According to the plot summary, what does Earl do for work?

▶ **Text**
───

Eccles visits Rabbit’s mother, Mary, in her dark, cramped kitchen while she does laundry by hand. Mary declares she has no control over her son and that he has not visited her. She expresses intense dislike for Janice, recalling how Janice insulted her by suggesting she buy a washing machine. Eccles defends Janice as shy, but Mary denies this, believing Janice trapped Harry into their marriage. She offers a cynical view of gender roles, claiming “[m]en are all heart and women are all body” (138).
Rabbit’s father, Earl, arrives home from his work as a printer. The couple begins speaking in unison, blaming the Army for changing Rabbit. Rabbit worked hard at basketball in his youth, but after the Army, he only cared about chasing women. Earl reveals that Rabbit became his enemy the night he abandoned Janice and left her devastated. Mary argues with Earl when he defends his sympathy for Janice, forcing him to suggest that Mary wouldn’t care less if he had done the same thing to her. Nevertheless, Earl predicts that Harry will never return and will become human garbage. Eccles is shocked to see Mary crying silently at the sink. As he leaves, he meets Mim, who he senses is more aligned with her parents’ expectations and has a clearer sense of direction in life.

───

▶ **Given data**
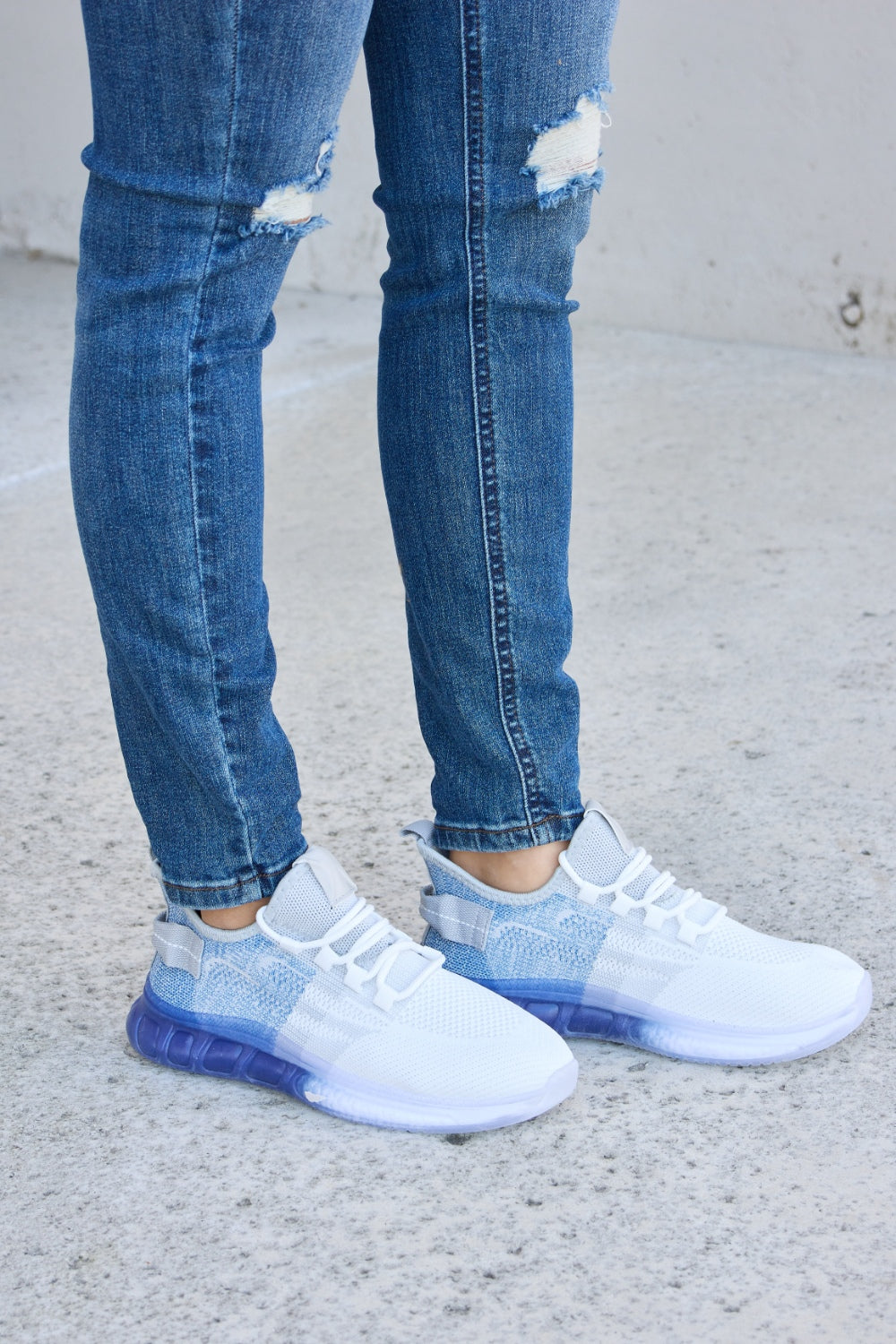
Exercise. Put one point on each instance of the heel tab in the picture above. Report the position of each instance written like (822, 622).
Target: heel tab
(422, 830)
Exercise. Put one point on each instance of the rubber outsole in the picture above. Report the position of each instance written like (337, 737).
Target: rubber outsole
(188, 1047)
(678, 1038)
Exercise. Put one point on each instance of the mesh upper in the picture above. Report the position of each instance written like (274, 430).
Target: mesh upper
(732, 975)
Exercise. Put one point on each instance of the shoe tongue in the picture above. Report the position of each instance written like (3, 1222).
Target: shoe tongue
(599, 851)
(314, 894)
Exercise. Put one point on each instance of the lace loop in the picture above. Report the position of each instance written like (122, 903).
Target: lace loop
(358, 976)
(654, 916)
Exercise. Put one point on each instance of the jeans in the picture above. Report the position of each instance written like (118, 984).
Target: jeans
(214, 129)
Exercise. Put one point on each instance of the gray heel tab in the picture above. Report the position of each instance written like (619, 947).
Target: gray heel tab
(422, 830)
(614, 825)
(177, 945)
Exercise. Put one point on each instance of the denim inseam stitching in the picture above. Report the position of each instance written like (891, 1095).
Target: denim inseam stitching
(191, 421)
(481, 389)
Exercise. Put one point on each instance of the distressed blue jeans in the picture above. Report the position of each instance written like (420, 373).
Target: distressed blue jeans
(214, 129)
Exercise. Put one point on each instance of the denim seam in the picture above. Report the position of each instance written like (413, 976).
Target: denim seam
(198, 545)
(482, 416)
(503, 831)
(233, 886)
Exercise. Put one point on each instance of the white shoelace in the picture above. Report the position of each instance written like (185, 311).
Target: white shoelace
(654, 916)
(359, 976)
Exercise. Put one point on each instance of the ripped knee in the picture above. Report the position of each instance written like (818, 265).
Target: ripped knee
(289, 209)
(563, 158)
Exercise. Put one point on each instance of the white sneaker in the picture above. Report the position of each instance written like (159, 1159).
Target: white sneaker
(325, 1000)
(614, 949)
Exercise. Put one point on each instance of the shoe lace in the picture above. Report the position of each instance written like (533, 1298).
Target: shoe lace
(358, 976)
(654, 916)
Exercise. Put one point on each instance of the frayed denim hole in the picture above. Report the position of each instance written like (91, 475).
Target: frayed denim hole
(288, 207)
(563, 158)
(284, 230)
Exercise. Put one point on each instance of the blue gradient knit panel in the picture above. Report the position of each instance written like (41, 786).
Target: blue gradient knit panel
(258, 984)
(548, 940)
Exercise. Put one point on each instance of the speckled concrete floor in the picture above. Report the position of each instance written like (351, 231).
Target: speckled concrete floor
(732, 572)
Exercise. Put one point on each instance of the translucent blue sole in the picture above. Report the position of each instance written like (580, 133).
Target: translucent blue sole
(665, 1034)
(167, 1042)
(193, 1048)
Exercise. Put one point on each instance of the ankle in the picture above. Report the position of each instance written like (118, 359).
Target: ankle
(233, 917)
(512, 870)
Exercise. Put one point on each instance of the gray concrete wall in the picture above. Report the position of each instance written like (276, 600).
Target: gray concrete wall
(751, 169)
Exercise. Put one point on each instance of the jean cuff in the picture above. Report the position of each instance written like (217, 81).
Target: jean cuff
(258, 886)
(560, 825)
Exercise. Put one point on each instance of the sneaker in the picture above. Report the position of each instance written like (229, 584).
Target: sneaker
(611, 948)
(323, 999)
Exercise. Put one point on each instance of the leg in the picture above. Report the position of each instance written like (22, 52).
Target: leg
(212, 134)
(201, 110)
(476, 390)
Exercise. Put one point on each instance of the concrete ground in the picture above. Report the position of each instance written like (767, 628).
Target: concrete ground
(732, 574)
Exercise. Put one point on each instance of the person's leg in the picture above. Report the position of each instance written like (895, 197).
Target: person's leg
(202, 112)
(214, 125)
(485, 206)
(487, 125)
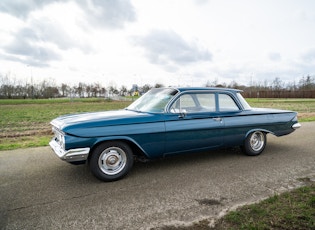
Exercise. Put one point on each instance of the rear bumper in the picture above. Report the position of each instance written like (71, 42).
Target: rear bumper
(296, 126)
(71, 155)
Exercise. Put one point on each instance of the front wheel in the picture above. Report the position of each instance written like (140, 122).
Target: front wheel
(254, 143)
(111, 161)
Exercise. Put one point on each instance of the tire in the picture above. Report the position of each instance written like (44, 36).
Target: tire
(255, 143)
(111, 161)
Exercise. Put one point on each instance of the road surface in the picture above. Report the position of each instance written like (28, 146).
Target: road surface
(39, 191)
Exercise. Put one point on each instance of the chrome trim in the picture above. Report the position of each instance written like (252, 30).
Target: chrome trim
(296, 126)
(71, 155)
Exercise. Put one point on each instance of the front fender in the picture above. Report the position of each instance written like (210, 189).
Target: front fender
(120, 138)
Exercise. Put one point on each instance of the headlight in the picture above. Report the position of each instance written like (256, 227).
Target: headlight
(59, 137)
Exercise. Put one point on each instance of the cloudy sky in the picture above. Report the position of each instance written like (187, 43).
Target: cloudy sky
(173, 42)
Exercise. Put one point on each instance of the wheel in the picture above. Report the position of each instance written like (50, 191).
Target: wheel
(111, 161)
(255, 143)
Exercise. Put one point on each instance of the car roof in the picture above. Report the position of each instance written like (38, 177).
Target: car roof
(184, 89)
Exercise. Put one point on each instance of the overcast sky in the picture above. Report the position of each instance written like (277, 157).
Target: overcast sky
(173, 42)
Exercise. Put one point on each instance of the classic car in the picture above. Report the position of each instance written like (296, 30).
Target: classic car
(164, 122)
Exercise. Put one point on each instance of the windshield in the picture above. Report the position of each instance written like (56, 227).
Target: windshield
(153, 101)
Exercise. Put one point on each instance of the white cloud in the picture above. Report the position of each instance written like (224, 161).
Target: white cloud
(177, 42)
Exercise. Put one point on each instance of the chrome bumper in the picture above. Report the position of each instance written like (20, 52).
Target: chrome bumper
(71, 155)
(296, 126)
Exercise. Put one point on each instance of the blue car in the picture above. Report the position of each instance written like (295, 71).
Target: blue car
(164, 122)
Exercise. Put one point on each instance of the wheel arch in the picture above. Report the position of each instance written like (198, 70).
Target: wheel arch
(258, 130)
(135, 147)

───

▶ **Response to this task**
He works as a printer.